START RECORDS FOR THE TASK

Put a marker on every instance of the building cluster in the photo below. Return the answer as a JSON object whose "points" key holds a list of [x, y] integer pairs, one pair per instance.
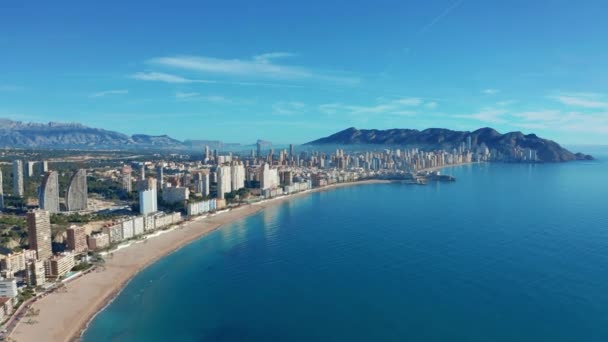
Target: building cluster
{"points": [[38, 265], [131, 227]]}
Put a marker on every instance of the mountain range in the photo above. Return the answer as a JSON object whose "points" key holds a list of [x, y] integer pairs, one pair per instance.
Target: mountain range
{"points": [[74, 135], [439, 138]]}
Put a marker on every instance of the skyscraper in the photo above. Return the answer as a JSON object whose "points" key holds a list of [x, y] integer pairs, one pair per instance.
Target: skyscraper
{"points": [[30, 168], [142, 171], [77, 239], [39, 233], [48, 192], [259, 149], [224, 180], [269, 177], [126, 178], [1, 191], [18, 178], [201, 183], [159, 177], [237, 176], [148, 202], [77, 192]]}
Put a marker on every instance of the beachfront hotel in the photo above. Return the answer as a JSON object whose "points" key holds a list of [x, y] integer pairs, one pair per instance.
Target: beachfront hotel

END RECORDS FOR THE TASK

TASK PROMPT: Repeat the preceding records exactly but drop the images.

TASK ANSWER:
Put a marker on every instance of the building cluster in the photo below. Return the answer as a JSON object whose "points" key holds a list of [x, y] integer pairs, one pair per instance.
Target: building cluster
{"points": [[38, 265], [131, 227]]}
Put a marker on every instance of the mountain range in the photo above. Return the answer as a JSON object whose "points" key holds a list of [x, y] integer pairs, one pair per instance.
Target: mountain range
{"points": [[74, 135], [439, 138]]}
Put a marker on every instance of the skyscraper in the photo above. Return the answer as a JSON object whose "points" key holds a list of [x, y] integer pairs, one pair per instance.
Target: skyscraper
{"points": [[30, 168], [142, 171], [77, 239], [39, 233], [48, 192], [259, 149], [224, 180], [269, 177], [126, 178], [1, 191], [18, 178], [201, 183], [159, 177], [237, 176], [148, 202], [77, 192]]}
Put a marker on every instance of the beachfront hotel in the photo above. Return the answer as a JSON object whose "points" key holds a list of [x, y] integer pairs, one pair per instance.
Target: beachfront hotel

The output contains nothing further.